SOURCE DOCUMENT:
►

I've talked about chain stores and how they do and don't satisfy the avid reader: In "What Makes a Bookstore?", a golden oldie from about four years ago, I granted that "when it comes to hanging out, it's hard to beat the chains." But I relish and much prefer the relevance of a good independent bookstore, which should allow one to "walk into the bookstore and be able to grasp, based upon which books are on display and based upon conversations with staff and fellow customers, what matters at that moment both in the wider world and in the neighborhood."
In this framework, putting ever more books face-out and thinning inventory is exactly the opposite of what I want a bookstore to do. The failure of chain bookstores is that they try to make the bookstore experience like any other retail experience, placing the merchandise just so in the hopes that it will entice the shopper. Indeed, according to the WSJ, "The new display strategy is the brainchild of CEO George Jones, who says he learned when he was a buyer at Dillard's Inc. early in his career that dresses sell better when the entire garment is shown rather than hung sleeve-out." John Deighton, editor of the Journal of Consumer Research, has a similar point of view. "'Breakfast cereals are not stocked end-of-box out,' he says. 'You want to your product to be as enticing as possible. It's a little bizarre that it's taken booksellers this long to realize that the point of self-service is to make the product as tempting as possible.'"
And who knows, tests have shown that "sales of individual titles were 9% higher than at similar Borders stores." Still, further down this path lies the ultimate in bookselling vapidity, the airport bookstore, where all the books are face-out, and the desperate traveler is forced to choose between bad or worse.
As I thought about turning books into so many boxes of Froot Loops, the article left me with a final question. Many bookstore regulars may not be aware that bookstores, from chains to indies, accept what's called "co-op" from publishers. Ostensibly, this is money that is meant to help market certain titles. In practice, co-op money dictates display areas, what ends up on prominent front-of-store tables, and, yes, face out placement on shelves. The article doesn't mention co-op explicitly, but I wonder if this is another motivation for Borders. If so, putting books face-out may lead to incrementally more sales, but it may also bring in more marketing cash from publishers, and the end result is an ever more pre-packaged, market-tested, one size fits all experience for readers.

◄

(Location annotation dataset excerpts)
►

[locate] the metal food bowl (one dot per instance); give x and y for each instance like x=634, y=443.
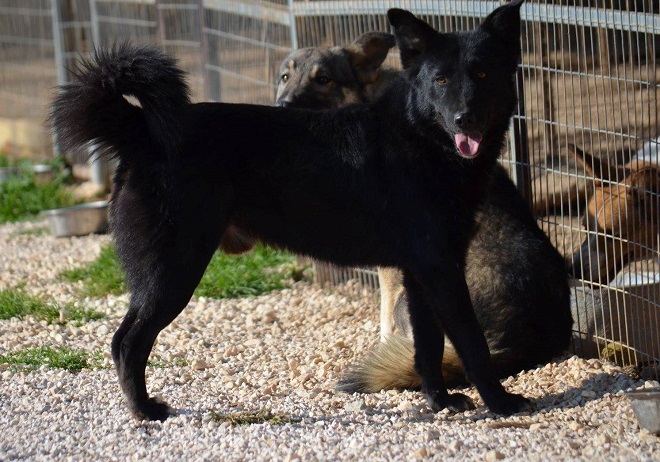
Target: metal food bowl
x=7, y=173
x=646, y=406
x=79, y=220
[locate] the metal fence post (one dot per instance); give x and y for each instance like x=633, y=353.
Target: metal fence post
x=98, y=166
x=292, y=28
x=58, y=49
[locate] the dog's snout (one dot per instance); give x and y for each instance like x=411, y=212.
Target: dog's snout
x=464, y=119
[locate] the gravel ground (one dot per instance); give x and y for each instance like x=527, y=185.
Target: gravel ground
x=281, y=352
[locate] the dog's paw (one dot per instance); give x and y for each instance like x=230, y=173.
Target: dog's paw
x=152, y=409
x=455, y=402
x=510, y=403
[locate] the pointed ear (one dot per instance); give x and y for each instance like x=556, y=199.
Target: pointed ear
x=367, y=53
x=504, y=23
x=412, y=35
x=646, y=181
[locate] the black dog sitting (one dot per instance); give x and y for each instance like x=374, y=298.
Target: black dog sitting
x=392, y=183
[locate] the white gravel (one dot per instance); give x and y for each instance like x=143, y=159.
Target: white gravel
x=282, y=352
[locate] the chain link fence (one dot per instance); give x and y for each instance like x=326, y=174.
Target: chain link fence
x=586, y=131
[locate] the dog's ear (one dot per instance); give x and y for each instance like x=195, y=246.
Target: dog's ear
x=504, y=23
x=412, y=35
x=367, y=53
x=646, y=182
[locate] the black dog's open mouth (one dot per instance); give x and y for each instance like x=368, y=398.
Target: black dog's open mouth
x=468, y=143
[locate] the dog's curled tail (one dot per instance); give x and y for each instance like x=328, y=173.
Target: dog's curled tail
x=391, y=365
x=92, y=108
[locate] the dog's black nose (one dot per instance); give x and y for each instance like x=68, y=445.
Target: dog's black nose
x=464, y=120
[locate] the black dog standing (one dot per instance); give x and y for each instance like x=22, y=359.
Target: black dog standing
x=355, y=186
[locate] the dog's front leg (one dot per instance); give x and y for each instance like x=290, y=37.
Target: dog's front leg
x=429, y=340
x=440, y=303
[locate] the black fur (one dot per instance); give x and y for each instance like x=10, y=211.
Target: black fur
x=379, y=184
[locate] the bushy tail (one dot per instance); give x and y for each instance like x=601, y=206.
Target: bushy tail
x=92, y=108
x=391, y=365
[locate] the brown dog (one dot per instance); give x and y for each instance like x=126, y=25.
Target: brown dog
x=621, y=220
x=514, y=275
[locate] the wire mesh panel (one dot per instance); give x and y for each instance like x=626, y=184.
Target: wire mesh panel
x=246, y=42
x=583, y=148
x=27, y=74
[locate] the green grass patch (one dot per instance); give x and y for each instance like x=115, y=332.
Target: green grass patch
x=58, y=358
x=15, y=303
x=104, y=276
x=251, y=417
x=22, y=197
x=228, y=276
x=259, y=271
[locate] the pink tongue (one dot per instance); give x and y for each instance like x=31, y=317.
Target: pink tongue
x=468, y=143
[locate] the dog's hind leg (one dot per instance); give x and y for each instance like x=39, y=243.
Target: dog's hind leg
x=164, y=261
x=442, y=304
x=155, y=303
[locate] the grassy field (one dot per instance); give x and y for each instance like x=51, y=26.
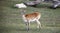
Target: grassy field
x=11, y=21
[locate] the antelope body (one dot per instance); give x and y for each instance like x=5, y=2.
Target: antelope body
x=32, y=17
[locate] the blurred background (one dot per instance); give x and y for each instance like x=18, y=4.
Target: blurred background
x=11, y=19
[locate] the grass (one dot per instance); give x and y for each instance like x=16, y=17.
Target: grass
x=11, y=21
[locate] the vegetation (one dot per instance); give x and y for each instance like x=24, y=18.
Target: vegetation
x=11, y=20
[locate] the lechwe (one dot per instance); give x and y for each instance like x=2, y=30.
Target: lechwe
x=35, y=16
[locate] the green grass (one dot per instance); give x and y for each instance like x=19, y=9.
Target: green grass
x=11, y=21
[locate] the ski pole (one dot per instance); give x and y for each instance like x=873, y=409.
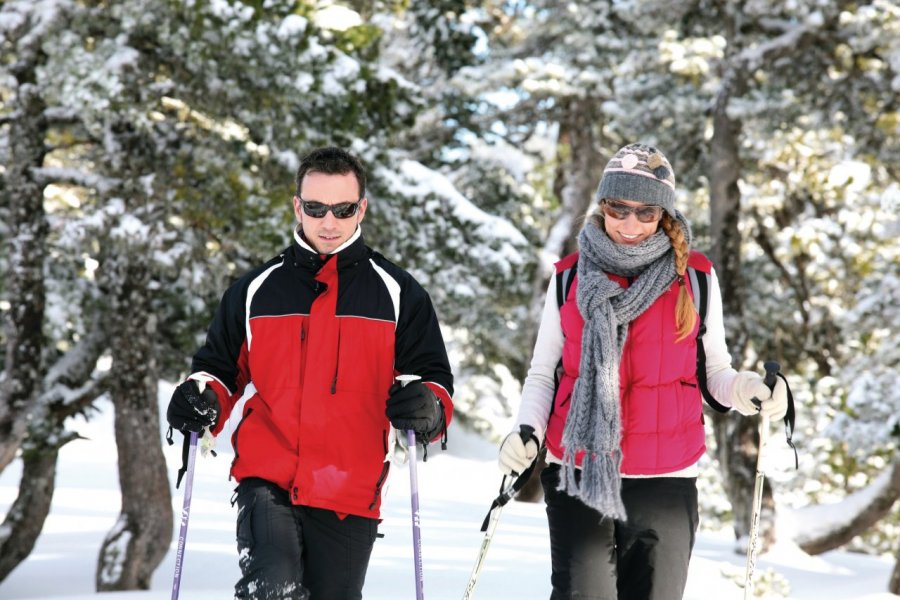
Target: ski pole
x=486, y=543
x=493, y=518
x=772, y=369
x=185, y=515
x=414, y=500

◄

DIRECTIONS:
(1) Transcribe the part of the bookstore essay starting at "As I thought" and ending at "experience for readers.".
(2) Render this sentence from the bookstore essay in Spanish: "Ostensibly, this is money that is meant to help market certain titles."

ANSWERS TO THE TASKS:
(1)
As I thought about turning books into so many boxes of Froot Loops, the article left me with a final question. Many bookstore regulars may not be aware that bookstores, from chains to indies, accept what's called "co-op" from publishers. Ostensibly, this is money that is meant to help market certain titles. In practice, co-op money dictates display areas, what ends up on prominent front-of-store tables, and, yes, face out placement on shelves. The article doesn't mention co-op explicitly, but I wonder if this is another motivation for Borders. If so, putting books face-out may lead to incrementally more sales, but it may also bring in more marketing cash from publishers, and the end result is an ever more pre-packaged, market-tested, one size fits all experience for readers.

(2) Supuestamente, se trata de dinero destinado a ayudar a comercializar ciertos títulos.